Tasks to complete:
1. Answer these questions from the passage on Melville and whaling.
(a) What did Melville's note at the front of his third book say?
(b) In what year was commercial whaling banned?
(c) What were lamps lit with once petroleum was being refined?
2. Extend the passage on Melville and whaling with a new paragraph that picks up after its final sentence.

Document section:
Melville did himself write about cannibalism, in Typee, his big early success, which was considered sensational, when it came out. A true-life Robinson Crusoe. (To be fair, Robinson Crusoe claimed to be true-life.) Typee was fictionalized, but loosely based on Melville’s time in the Marquesas, after he jumped ship there. Contemporary reviewers pointed out a lot of inconsistencies, both in Typee and its sequel, and Melville prefaced his third book with a note saying that since it was unapologetically fiction, maybe his readers would believe what he’d written, this time around. It’s a joke, but he sounds a little discouraged. He’s treading water. Something is just below the surface, rising to meet him.
New England whaling goes back to the late 1600’s, but industrial hunting came into its own in the mid-1800’s, in the years leading up to Civil War, with the demand for whale oil, spermaceti, and baleen. And just as soon, the market collapsed, with the refining of petroleum for lubricants and fuel. Lamps were now lit with kerosene; whalebone corsets fell out of fashion; spermaceti stopped being used for cosmetics and candles. In its time, though, whaling saw great fortunes won and lost, with little New Bedford, for one brief moment, the richest city in the world, before the candle blew out. Whaling, too, has been a continuing source of myth – we can, in part, thank Moby Dick. Melville fell out of fashion, as did New Bedford, but New Bedford came back. There wasn’t any second act for Melville, not in his lifetime.
Whales, now. Hunted by the Inuit and the Basques, off Korea and Japan, in Iceland and the Faroes. From prehistoric times, into the present day. The factory harvesting of the 19th and 20th centuries brought some whale species close to extinction, bowheads, grays, and right whales – the name right itself comes from whalers, the “right” whale for an easy kill, and high fat content. By the turn of the century, whaling ships were powered by steam, and the harpoons were shot from cannon. They moved on to other species, as the fisheries were depleted. Whale populations fell. Commercial whaling was banned in 1986, but the three largest whaling countries, Japan, Russia, and Norway, exempted themselves.

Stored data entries
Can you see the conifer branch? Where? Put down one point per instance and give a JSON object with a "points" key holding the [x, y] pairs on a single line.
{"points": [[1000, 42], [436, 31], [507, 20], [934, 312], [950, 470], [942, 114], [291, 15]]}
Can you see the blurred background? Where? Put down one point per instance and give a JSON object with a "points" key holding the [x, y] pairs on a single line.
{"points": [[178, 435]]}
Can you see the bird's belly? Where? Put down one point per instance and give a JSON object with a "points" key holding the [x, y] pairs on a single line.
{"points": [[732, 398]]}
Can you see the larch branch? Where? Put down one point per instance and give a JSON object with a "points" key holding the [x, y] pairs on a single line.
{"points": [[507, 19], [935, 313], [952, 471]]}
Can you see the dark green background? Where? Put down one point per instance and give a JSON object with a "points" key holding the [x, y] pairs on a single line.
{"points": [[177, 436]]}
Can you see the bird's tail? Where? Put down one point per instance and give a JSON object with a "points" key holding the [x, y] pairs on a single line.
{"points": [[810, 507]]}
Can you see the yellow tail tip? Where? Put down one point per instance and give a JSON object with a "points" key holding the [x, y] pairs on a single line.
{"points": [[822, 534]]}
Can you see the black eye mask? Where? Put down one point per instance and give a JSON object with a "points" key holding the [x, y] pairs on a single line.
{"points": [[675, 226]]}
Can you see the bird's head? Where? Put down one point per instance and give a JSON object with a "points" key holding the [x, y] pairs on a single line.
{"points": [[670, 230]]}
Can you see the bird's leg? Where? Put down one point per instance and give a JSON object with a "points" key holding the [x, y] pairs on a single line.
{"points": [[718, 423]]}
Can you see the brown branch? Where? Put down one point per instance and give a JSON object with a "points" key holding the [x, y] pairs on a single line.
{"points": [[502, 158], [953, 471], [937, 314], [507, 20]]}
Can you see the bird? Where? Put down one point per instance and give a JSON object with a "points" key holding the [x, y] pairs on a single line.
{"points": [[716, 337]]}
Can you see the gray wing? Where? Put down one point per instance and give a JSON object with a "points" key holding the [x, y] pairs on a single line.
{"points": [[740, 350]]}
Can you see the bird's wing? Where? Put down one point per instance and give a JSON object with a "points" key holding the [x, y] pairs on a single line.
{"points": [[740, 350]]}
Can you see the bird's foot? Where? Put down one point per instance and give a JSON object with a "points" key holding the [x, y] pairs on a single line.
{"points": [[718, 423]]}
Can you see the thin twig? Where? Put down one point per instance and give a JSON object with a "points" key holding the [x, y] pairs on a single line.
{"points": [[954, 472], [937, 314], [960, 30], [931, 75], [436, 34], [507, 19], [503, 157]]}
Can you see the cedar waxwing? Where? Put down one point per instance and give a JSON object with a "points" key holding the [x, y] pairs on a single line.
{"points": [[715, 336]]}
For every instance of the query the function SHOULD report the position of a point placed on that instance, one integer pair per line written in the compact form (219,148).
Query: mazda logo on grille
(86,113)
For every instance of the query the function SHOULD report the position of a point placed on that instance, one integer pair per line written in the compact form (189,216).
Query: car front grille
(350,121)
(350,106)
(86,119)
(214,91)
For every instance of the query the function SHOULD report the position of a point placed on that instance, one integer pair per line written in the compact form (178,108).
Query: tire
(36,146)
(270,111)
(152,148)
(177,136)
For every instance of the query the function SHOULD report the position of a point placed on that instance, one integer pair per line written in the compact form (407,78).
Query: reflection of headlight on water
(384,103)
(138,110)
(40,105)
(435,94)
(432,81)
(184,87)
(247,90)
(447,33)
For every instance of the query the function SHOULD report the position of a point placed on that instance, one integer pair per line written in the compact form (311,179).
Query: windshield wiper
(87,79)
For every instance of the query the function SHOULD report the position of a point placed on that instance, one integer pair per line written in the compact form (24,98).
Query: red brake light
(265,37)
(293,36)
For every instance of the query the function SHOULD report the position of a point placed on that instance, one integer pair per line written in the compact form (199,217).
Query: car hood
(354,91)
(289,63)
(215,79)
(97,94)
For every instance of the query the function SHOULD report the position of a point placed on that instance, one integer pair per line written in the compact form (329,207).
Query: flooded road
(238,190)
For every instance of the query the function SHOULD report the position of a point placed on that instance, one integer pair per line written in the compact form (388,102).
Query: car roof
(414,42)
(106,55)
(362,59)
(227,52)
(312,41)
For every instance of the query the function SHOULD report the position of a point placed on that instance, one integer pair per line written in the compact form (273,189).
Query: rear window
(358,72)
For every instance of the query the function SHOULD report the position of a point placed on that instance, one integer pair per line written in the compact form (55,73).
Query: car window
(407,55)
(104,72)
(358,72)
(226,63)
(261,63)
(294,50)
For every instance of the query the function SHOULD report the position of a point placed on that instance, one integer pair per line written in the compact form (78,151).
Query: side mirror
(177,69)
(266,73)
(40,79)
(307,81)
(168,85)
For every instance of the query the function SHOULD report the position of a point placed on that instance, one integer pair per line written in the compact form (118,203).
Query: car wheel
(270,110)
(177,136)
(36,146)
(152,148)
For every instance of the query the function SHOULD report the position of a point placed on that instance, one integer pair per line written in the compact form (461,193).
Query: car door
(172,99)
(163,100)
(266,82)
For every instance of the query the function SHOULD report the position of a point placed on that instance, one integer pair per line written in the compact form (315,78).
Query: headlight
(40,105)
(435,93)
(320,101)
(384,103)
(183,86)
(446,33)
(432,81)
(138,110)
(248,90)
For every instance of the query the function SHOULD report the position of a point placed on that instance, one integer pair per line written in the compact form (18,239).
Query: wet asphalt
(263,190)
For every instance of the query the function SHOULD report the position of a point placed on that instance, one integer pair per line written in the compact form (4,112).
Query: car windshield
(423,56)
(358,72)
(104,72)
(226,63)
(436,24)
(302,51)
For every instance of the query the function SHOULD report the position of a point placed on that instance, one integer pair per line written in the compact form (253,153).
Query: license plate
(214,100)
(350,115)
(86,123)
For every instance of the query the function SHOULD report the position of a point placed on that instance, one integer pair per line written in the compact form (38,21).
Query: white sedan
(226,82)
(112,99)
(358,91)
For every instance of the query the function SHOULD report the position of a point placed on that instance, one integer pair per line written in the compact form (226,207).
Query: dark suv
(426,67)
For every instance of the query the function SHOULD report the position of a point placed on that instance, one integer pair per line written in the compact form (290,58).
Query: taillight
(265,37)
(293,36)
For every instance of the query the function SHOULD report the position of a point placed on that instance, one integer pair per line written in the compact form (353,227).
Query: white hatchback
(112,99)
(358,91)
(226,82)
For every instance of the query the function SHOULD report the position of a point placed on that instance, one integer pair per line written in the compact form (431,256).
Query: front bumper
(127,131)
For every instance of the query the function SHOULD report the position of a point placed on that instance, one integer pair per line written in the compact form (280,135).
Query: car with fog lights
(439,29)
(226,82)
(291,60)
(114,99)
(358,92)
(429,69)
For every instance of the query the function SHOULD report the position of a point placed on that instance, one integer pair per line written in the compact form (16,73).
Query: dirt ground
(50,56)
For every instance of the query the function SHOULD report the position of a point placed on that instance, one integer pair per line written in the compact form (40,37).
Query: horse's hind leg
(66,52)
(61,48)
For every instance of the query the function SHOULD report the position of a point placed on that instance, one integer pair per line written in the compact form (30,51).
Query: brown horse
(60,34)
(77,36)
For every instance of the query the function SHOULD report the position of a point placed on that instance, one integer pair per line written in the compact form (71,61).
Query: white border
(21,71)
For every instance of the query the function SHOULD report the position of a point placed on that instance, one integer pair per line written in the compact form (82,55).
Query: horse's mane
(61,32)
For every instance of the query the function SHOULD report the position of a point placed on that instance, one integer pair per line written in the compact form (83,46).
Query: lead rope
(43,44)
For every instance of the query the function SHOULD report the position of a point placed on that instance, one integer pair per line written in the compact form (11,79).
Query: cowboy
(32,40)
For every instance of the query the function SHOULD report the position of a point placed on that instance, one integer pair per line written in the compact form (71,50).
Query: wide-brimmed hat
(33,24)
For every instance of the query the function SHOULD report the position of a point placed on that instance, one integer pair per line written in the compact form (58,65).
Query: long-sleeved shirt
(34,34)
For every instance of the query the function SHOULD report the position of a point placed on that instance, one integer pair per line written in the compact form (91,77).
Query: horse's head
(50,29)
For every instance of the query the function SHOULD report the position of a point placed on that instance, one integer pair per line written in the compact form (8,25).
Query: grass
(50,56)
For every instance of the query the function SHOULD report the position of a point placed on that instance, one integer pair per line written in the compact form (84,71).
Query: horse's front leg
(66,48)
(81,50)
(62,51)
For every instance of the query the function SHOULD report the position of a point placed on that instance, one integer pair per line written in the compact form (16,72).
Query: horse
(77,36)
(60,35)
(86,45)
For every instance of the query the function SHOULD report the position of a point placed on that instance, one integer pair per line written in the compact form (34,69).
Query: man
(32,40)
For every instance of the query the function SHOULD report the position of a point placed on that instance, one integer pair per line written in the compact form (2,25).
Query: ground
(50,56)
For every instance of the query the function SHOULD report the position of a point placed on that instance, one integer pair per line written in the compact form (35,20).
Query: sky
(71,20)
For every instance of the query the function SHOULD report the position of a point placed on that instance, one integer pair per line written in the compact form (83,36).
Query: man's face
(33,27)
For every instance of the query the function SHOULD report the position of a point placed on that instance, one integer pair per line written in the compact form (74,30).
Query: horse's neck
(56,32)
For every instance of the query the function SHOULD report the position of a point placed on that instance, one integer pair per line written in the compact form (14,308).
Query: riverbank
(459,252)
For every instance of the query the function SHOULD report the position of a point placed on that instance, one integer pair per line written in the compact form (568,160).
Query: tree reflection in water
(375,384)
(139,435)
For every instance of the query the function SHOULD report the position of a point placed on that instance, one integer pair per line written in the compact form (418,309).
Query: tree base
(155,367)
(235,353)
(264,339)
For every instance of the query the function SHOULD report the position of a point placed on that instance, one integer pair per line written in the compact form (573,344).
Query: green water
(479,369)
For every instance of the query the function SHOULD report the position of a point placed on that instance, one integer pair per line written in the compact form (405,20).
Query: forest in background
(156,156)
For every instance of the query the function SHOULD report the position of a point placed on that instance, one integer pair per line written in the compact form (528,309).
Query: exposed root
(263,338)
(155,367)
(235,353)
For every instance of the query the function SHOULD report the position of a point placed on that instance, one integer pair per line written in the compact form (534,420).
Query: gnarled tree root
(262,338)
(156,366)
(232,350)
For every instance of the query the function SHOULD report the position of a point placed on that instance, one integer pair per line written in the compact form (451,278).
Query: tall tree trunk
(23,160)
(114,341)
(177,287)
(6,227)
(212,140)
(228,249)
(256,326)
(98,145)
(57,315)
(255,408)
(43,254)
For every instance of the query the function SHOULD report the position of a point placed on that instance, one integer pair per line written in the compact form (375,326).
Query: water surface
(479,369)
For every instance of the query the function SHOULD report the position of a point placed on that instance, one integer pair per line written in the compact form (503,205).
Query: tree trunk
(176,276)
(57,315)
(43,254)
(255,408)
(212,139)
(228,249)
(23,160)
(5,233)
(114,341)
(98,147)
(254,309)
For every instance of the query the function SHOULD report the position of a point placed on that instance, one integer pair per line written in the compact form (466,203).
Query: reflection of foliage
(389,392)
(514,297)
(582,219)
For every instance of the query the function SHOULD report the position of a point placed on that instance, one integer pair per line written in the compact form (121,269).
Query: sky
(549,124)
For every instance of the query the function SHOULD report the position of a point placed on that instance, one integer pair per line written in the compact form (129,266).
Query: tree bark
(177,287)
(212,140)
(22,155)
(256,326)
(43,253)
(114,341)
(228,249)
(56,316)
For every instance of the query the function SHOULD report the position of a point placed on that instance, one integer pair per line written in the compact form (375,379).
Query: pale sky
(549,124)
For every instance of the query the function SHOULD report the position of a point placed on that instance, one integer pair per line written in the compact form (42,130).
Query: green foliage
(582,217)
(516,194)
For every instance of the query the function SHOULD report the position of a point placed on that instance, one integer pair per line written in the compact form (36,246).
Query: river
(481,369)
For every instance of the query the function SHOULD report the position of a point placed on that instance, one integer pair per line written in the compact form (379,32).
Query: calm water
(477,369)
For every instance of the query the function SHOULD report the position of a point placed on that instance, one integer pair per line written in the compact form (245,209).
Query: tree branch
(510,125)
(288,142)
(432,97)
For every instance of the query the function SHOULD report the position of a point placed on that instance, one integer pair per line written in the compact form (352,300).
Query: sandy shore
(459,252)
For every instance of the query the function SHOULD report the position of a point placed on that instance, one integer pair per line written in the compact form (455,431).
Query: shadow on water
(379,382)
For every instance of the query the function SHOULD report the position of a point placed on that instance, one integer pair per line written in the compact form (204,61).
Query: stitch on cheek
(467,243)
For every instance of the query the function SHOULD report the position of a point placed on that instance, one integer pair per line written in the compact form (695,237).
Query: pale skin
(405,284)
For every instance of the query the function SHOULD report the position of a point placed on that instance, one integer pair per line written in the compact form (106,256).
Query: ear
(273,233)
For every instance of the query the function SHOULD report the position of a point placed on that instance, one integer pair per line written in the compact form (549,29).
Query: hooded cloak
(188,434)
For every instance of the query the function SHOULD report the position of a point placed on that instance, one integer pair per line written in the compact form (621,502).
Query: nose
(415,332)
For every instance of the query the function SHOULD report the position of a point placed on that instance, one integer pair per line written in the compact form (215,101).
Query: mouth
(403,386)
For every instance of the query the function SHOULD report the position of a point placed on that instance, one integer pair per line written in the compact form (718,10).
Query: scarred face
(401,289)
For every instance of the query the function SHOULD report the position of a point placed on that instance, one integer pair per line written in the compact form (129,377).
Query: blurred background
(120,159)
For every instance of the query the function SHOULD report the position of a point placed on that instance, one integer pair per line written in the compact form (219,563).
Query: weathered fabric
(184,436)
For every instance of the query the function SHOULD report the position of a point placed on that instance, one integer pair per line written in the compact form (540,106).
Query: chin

Outputs for the tasks:
1.
(a) It said that since the book was unapologetically fiction, maybe his readers would believe what he'd written this time around.
(b) 1986.
(c) Kerosene.

2.
We’ve hunted many species, including our own. Some, like the passenger pigeon, have disappeared. Some, like the buffalo, have recovered slightly, because they’re cultivated, but in nowhere near the numbers that once covered the grasslands. Wolves are controversial; breeding populations reintroduced, livestock owners wanting them eliminated. You’d think that with whales – or elephants, for that matter – their hugeness, and their alien intelligence, and their mystery, would be protection enough. How can we be so incurious? It seems wasteful, in terms of a natural resource, to kill off an animal we’ve been on such intimate terms with, but know so little about. Simply in our own self-interest, you might imagine the whale to be exploited in ways that have nothing to do with candle wax. What could they tell us about the subsurface drag coefficient, on the noise signature of a stealth torpedo? Or perhaps on a higher plane, more in keeping with our place on the planet, what could they tell us about ourselves? A secret genealogy, in the bosom of the sea.